Task description> Rewrite the records below with every "bounding-box detector" changed to "object detector", keeping everything else as it is. Leave the pictures out of your answer.

Extracted material>
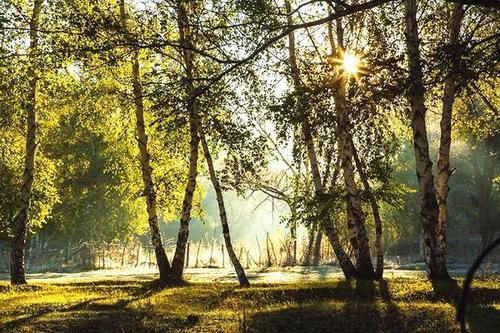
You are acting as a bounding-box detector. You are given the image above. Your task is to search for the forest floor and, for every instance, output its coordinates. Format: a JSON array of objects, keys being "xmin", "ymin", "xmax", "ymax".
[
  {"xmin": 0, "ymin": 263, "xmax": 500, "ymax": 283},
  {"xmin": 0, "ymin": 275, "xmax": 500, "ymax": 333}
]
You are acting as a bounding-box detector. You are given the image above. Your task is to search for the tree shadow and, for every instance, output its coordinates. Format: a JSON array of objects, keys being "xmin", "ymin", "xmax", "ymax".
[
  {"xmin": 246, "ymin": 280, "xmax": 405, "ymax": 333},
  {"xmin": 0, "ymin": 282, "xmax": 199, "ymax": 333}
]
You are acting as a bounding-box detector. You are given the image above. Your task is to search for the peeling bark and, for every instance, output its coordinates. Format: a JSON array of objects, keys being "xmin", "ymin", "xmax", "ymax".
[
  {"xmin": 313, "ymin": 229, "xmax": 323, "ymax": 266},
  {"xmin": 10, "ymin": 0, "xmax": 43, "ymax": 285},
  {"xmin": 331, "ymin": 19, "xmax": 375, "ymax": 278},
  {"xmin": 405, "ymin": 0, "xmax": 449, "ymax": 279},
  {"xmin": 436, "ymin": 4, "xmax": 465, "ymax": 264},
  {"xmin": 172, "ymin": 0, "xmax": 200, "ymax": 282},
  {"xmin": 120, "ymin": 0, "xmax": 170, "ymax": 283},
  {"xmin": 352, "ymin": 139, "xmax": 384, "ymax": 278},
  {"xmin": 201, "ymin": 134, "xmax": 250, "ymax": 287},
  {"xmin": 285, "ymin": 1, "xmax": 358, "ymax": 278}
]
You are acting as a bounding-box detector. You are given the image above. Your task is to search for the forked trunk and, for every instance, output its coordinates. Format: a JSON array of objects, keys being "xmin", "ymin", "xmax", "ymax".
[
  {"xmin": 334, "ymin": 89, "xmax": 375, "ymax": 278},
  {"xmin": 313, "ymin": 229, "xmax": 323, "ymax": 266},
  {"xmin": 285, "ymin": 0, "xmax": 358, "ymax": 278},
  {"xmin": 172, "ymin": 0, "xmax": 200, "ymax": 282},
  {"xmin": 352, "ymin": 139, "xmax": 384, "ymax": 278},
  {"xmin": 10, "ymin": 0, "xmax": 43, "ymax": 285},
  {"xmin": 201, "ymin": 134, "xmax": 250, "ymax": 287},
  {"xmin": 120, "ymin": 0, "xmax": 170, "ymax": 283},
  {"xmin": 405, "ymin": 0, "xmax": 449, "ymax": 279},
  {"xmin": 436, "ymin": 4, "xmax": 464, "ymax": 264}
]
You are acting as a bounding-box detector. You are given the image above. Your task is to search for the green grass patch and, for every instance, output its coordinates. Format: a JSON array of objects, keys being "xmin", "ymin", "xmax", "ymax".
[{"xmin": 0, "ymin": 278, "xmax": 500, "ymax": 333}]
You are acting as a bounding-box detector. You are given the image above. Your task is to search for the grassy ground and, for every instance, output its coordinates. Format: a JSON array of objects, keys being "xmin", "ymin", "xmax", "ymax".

Reply to the exercise>
You are acting as a object detector. You are given the image above. Your task is to search for the forest floor and, for every instance, output its coordinates. Format: a JSON array of objects, keys being "xmin", "ymin", "xmax", "ymax".
[
  {"xmin": 0, "ymin": 263, "xmax": 500, "ymax": 283},
  {"xmin": 0, "ymin": 275, "xmax": 500, "ymax": 333}
]
You are acting as a object detector. You are given the image above. Your task is to search for the tree shadow and, for every instance, output its coordinates. Format: a JSON array of objects, keys being "xmin", "ymin", "xmax", "ymax".
[
  {"xmin": 246, "ymin": 280, "xmax": 405, "ymax": 333},
  {"xmin": 0, "ymin": 282, "xmax": 199, "ymax": 333}
]
You are acting as a object detector. You are given the image above. Your task is to search for the peeling bark and, for every instance, output its coordinates. Format: a JSON array of objects, keys being "xmin", "ymin", "xmax", "ymax".
[
  {"xmin": 313, "ymin": 229, "xmax": 323, "ymax": 266},
  {"xmin": 10, "ymin": 0, "xmax": 43, "ymax": 285},
  {"xmin": 331, "ymin": 19, "xmax": 375, "ymax": 278},
  {"xmin": 405, "ymin": 0, "xmax": 449, "ymax": 279},
  {"xmin": 436, "ymin": 4, "xmax": 465, "ymax": 264},
  {"xmin": 172, "ymin": 0, "xmax": 200, "ymax": 282},
  {"xmin": 120, "ymin": 0, "xmax": 170, "ymax": 283},
  {"xmin": 352, "ymin": 139, "xmax": 384, "ymax": 278},
  {"xmin": 201, "ymin": 134, "xmax": 250, "ymax": 287},
  {"xmin": 285, "ymin": 1, "xmax": 358, "ymax": 278}
]
You are acting as a object detector. You are given the image above. Your task is to search for the forked trunk and, for every instance, output its coordinates. Format: a JSON array of objects, keys being "xmin", "ymin", "xmax", "ymax".
[
  {"xmin": 334, "ymin": 89, "xmax": 375, "ymax": 278},
  {"xmin": 313, "ymin": 229, "xmax": 323, "ymax": 266},
  {"xmin": 285, "ymin": 0, "xmax": 358, "ymax": 278},
  {"xmin": 172, "ymin": 0, "xmax": 200, "ymax": 282},
  {"xmin": 352, "ymin": 139, "xmax": 384, "ymax": 278},
  {"xmin": 10, "ymin": 0, "xmax": 43, "ymax": 285},
  {"xmin": 201, "ymin": 134, "xmax": 250, "ymax": 287},
  {"xmin": 120, "ymin": 0, "xmax": 170, "ymax": 283},
  {"xmin": 405, "ymin": 0, "xmax": 449, "ymax": 279},
  {"xmin": 436, "ymin": 4, "xmax": 464, "ymax": 264}
]
You are acting as a object detector. You are given the image above. Your task is to search for the green grass patch and, for every instance, output its coordinates. Format: a JSON array of objects, keys being "xmin", "ymin", "xmax", "ymax".
[{"xmin": 0, "ymin": 278, "xmax": 500, "ymax": 333}]
You are acting as a object detector. You are given the image above. Your task is to search for the grassy ground and, for every instance, output its coordinates. Format: a JSON array of objects, keys being "xmin", "ymin", "xmax", "ymax".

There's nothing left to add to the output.